● BRIEF: Give back exactly the lines running from the line with "of the beadboard" to the end of the entries, and only those lines.

● TASK DATA:

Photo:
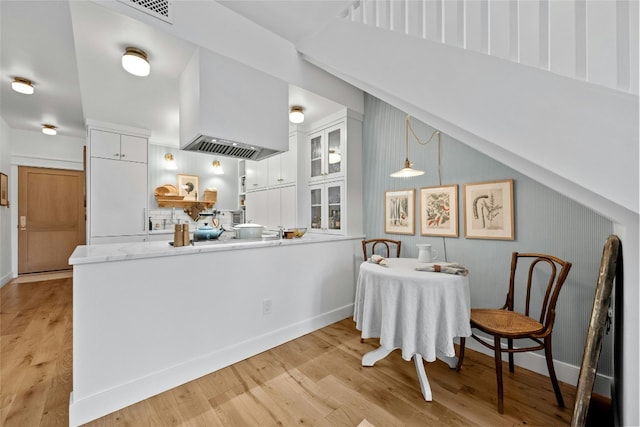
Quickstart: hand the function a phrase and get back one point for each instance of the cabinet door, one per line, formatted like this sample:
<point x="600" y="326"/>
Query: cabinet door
<point x="118" y="198"/>
<point x="104" y="144"/>
<point x="334" y="207"/>
<point x="289" y="163"/>
<point x="256" y="206"/>
<point x="256" y="174"/>
<point x="316" y="211"/>
<point x="288" y="214"/>
<point x="133" y="148"/>
<point x="335" y="148"/>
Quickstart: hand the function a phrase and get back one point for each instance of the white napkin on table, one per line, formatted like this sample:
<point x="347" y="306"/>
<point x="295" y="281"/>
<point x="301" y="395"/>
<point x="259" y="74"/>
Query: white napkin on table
<point x="380" y="260"/>
<point x="445" y="267"/>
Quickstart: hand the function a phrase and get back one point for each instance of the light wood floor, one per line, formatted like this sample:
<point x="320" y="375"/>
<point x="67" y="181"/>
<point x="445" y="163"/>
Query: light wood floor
<point x="315" y="380"/>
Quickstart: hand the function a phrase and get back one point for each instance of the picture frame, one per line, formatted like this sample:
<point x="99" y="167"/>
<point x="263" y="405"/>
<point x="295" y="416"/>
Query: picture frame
<point x="439" y="211"/>
<point x="488" y="210"/>
<point x="188" y="186"/>
<point x="399" y="211"/>
<point x="4" y="190"/>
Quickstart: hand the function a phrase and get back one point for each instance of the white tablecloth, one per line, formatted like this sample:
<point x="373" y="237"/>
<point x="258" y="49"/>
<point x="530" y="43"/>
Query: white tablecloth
<point x="417" y="311"/>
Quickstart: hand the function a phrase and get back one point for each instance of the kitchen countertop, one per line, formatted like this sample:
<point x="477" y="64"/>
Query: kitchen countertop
<point x="89" y="254"/>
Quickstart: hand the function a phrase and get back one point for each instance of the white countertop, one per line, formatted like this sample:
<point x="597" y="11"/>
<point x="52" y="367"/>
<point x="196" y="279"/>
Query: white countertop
<point x="89" y="254"/>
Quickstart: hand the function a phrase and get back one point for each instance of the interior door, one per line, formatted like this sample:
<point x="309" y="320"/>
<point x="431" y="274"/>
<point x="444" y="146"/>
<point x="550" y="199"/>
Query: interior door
<point x="51" y="218"/>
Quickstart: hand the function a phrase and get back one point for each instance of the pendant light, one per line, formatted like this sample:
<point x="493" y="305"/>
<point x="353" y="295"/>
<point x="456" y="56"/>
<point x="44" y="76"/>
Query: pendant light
<point x="408" y="171"/>
<point x="296" y="115"/>
<point x="135" y="62"/>
<point x="22" y="85"/>
<point x="49" y="129"/>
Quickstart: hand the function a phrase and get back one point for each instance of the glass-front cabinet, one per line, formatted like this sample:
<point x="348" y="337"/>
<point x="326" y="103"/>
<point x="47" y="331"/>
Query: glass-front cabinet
<point x="327" y="201"/>
<point x="326" y="153"/>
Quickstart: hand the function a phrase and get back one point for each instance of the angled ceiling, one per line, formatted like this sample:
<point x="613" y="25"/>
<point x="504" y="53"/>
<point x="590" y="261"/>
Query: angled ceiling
<point x="71" y="50"/>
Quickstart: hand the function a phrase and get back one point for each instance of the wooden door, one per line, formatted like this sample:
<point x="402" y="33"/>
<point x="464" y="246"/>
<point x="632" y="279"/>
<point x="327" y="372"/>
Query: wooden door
<point x="51" y="218"/>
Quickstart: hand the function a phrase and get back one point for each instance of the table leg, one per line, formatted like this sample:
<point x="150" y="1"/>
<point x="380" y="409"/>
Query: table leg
<point x="451" y="361"/>
<point x="370" y="358"/>
<point x="422" y="377"/>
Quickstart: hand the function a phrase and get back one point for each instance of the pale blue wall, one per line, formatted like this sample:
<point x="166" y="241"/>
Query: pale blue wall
<point x="545" y="222"/>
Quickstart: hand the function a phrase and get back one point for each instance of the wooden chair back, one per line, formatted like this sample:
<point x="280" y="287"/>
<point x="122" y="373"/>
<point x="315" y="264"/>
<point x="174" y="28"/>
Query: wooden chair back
<point x="540" y="265"/>
<point x="369" y="247"/>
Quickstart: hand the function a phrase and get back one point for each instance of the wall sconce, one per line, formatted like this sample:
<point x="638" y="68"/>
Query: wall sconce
<point x="296" y="115"/>
<point x="171" y="163"/>
<point x="49" y="129"/>
<point x="217" y="168"/>
<point x="22" y="85"/>
<point x="408" y="171"/>
<point x="135" y="62"/>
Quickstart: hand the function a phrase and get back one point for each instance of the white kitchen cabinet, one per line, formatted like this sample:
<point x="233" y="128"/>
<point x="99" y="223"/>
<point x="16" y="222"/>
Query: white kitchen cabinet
<point x="333" y="198"/>
<point x="257" y="175"/>
<point x="326" y="208"/>
<point x="275" y="207"/>
<point x="327" y="154"/>
<point x="118" y="198"/>
<point x="117" y="193"/>
<point x="116" y="146"/>
<point x="283" y="168"/>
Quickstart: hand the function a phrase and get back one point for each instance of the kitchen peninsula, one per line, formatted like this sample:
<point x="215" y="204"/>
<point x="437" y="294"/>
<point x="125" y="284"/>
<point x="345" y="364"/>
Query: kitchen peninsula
<point x="148" y="317"/>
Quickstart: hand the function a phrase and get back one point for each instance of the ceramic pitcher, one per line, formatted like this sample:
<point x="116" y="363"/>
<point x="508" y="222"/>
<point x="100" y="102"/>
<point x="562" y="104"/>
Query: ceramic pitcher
<point x="426" y="253"/>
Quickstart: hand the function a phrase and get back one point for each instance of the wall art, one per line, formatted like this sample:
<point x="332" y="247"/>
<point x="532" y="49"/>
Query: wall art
<point x="399" y="211"/>
<point x="439" y="211"/>
<point x="488" y="210"/>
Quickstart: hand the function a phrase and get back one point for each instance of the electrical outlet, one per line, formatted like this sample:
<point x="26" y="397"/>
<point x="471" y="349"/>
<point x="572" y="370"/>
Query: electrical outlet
<point x="266" y="306"/>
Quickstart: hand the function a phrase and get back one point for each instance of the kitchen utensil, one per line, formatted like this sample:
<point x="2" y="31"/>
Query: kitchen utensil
<point x="249" y="231"/>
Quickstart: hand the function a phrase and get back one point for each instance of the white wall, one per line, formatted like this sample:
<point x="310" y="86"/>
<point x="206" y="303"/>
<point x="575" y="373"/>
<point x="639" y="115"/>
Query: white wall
<point x="6" y="273"/>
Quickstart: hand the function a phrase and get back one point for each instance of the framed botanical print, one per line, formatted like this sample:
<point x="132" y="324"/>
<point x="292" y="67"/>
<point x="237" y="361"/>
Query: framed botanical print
<point x="439" y="211"/>
<point x="488" y="210"/>
<point x="188" y="186"/>
<point x="399" y="212"/>
<point x="4" y="190"/>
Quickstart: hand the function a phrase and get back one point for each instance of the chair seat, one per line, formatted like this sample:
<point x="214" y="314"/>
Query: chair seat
<point x="504" y="323"/>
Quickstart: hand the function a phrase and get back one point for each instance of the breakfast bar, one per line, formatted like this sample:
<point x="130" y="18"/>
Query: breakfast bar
<point x="148" y="317"/>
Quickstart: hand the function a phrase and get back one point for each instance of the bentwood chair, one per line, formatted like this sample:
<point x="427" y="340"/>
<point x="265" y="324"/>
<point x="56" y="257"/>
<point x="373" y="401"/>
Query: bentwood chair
<point x="369" y="247"/>
<point x="533" y="320"/>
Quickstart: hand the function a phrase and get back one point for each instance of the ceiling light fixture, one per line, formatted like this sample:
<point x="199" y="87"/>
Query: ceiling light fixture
<point x="22" y="85"/>
<point x="296" y="115"/>
<point x="408" y="171"/>
<point x="49" y="129"/>
<point x="217" y="168"/>
<point x="171" y="163"/>
<point x="135" y="62"/>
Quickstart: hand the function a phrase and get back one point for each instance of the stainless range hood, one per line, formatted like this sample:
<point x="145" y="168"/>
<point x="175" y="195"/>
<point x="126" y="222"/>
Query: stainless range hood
<point x="230" y="109"/>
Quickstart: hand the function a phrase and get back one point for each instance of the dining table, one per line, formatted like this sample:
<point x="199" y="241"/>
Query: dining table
<point x="413" y="309"/>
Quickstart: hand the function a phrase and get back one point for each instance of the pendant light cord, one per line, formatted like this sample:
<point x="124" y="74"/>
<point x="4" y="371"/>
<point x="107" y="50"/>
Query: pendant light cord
<point x="435" y="132"/>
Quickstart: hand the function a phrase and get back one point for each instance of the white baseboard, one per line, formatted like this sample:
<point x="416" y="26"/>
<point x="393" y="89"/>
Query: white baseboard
<point x="537" y="363"/>
<point x="6" y="279"/>
<point x="98" y="405"/>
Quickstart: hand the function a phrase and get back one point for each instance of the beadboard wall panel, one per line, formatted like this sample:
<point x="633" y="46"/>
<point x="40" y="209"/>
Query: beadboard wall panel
<point x="545" y="221"/>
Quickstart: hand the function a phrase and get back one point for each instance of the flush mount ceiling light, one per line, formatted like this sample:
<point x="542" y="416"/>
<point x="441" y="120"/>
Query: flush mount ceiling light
<point x="296" y="115"/>
<point x="49" y="129"/>
<point x="408" y="171"/>
<point x="171" y="163"/>
<point x="217" y="168"/>
<point x="135" y="62"/>
<point x="22" y="85"/>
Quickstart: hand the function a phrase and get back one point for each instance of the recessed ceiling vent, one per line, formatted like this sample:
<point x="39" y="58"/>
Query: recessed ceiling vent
<point x="209" y="145"/>
<point x="160" y="9"/>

● RESULT FOR THIS TASK:
Quickstart: hand the function a phrase and get back one point for each instance of the beadboard wall panel, one per line, formatted like this sample:
<point x="633" y="46"/>
<point x="40" y="209"/>
Query: beadboard wall panel
<point x="545" y="221"/>
Quickstart: hand the function a phrase and get back one point for each instance of the flush mount ceiling light, one per line, formatted like this sample:
<point x="542" y="416"/>
<point x="441" y="120"/>
Query: flush mount ceiling light
<point x="296" y="115"/>
<point x="49" y="129"/>
<point x="408" y="171"/>
<point x="171" y="163"/>
<point x="217" y="168"/>
<point x="135" y="62"/>
<point x="22" y="85"/>
Quickstart: hand the function a phrase and get back one point for each instance of the recessed ceiling vent, one per line, formatted like this sample:
<point x="39" y="58"/>
Query: recessed ceiling vent
<point x="209" y="145"/>
<point x="160" y="9"/>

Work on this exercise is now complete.